_Task input_.
--

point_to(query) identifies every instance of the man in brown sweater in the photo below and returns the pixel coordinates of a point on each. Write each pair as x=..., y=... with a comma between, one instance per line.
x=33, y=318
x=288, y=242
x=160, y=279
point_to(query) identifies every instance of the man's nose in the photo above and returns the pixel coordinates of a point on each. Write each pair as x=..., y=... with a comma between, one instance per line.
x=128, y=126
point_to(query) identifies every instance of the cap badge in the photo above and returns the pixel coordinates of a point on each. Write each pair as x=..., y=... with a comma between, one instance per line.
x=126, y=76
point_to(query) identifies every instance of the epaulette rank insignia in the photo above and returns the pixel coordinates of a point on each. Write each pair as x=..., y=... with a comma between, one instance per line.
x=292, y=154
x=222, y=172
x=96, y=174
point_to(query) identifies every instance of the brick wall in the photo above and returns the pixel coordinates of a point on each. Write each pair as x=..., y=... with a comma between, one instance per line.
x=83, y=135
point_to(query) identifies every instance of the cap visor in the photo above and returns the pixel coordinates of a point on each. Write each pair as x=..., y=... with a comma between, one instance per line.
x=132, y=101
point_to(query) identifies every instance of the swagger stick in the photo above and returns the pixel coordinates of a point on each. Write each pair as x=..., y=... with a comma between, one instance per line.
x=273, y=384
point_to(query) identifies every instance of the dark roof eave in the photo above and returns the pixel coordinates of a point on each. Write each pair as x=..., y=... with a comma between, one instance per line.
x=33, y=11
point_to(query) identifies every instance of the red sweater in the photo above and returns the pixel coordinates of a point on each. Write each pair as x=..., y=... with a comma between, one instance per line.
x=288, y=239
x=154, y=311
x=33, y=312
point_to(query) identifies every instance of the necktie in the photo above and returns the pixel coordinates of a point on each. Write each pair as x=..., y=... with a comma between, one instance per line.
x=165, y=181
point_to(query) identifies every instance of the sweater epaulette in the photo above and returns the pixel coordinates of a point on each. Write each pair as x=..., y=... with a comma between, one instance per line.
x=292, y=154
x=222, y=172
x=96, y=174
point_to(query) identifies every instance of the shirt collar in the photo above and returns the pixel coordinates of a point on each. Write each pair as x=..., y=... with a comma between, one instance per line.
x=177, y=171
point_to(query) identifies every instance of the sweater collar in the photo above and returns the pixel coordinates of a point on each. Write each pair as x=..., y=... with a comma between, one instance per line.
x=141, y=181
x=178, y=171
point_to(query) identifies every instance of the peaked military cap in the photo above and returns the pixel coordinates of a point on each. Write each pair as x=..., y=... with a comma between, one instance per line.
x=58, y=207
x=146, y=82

--

_Do this_. Change "instance" to "occurrence" everywhere it appears in the material above, and reproduce all of the material with everything else left intact.

_Answer to this task_.
point_to(query) identifies every occurrence of the man in brown sweater in the photo below and returns the pixel coordinates of a point on each. Write each pair as x=..., y=... with a comma between, one occurrence per line.
x=33, y=318
x=288, y=242
x=160, y=279
point_to(query) identifies every occurrence of the man's nose in the photo above and returns the pixel coordinates of a point on each. Write each pair as x=..., y=... with a comma between, one occurrence per line.
x=128, y=126
point_to(query) identifies every occurrence of the cap badge in the photo above and returns the pixel coordinates of a point on each. Write each pair as x=..., y=... with a comma between, one occurrence per line.
x=126, y=76
point_to(query) identifies every occurrence of the epaulette rank insignia in the photo above and returns the pixel coordinates of a point on each. Write each pair as x=..., y=... with a comma between, one occurrence per line.
x=292, y=154
x=222, y=172
x=96, y=174
point_to(query) identifies every occurrence of the brick wall in the photo above and returns the pixel coordinates of a point on each. Write each pair as x=..., y=... with a comma between, one occurrence per line.
x=83, y=135
point_to(query) identifies every occurrence of the cap visor in the photo above and returns the pixel coordinates of a point on each. Write each pair as x=..., y=... with a comma between, one occurrence per line.
x=132, y=101
point_to(query) identifies every occurrence of the swagger stick in the photo above and returns the pixel coordinates of a point on each. Write each pair as x=..., y=... with a comma between, one occurrence per line.
x=273, y=384
point_to(query) identifies every occurrence of the dark roof eave in the photo above and returns the pixel coordinates of a point on each. Write each pair as x=..., y=... with a comma between, one occurrence per line.
x=33, y=11
point_to(query) identifies every occurrence of the red sweater in the photo above and returns the pixel coordinates of a point on each. Write each pair as x=..., y=... with a comma between, one occurrence per line.
x=288, y=239
x=154, y=311
x=33, y=312
point_to(query) identifies every occurrence of the necktie in the photo above and returns the pixel coordinates of a point on each. Write each pair as x=..., y=... with a comma between, one occurrence per line.
x=165, y=181
point_to(query) identifies every occurrence of the sweater epaulette in the photo above and returns the pixel coordinates of a point on each. Write each pair as x=..., y=... with a comma between, one occurrence per line.
x=292, y=154
x=222, y=172
x=96, y=174
point_to(query) identifies every occurrence of the shirt collar in the photo above and returns the pixel coordinates of a point on each. Write each pair as x=..., y=... with a comma between, one occurrence per line.
x=177, y=171
point_to(query) identifies every occurrence of the sweater collar in the photo above and returns the pixel coordinates of a point on each. Write each pair as x=..., y=... with a comma between, one occurrence per line.
x=141, y=181
x=178, y=171
point_to(query) identifies every occurrence of the peaked military cap in the photo above and returns the pixel coordinates of a point on each. Write each pair as x=..., y=... with a comma between, one occurrence per line.
x=58, y=207
x=146, y=82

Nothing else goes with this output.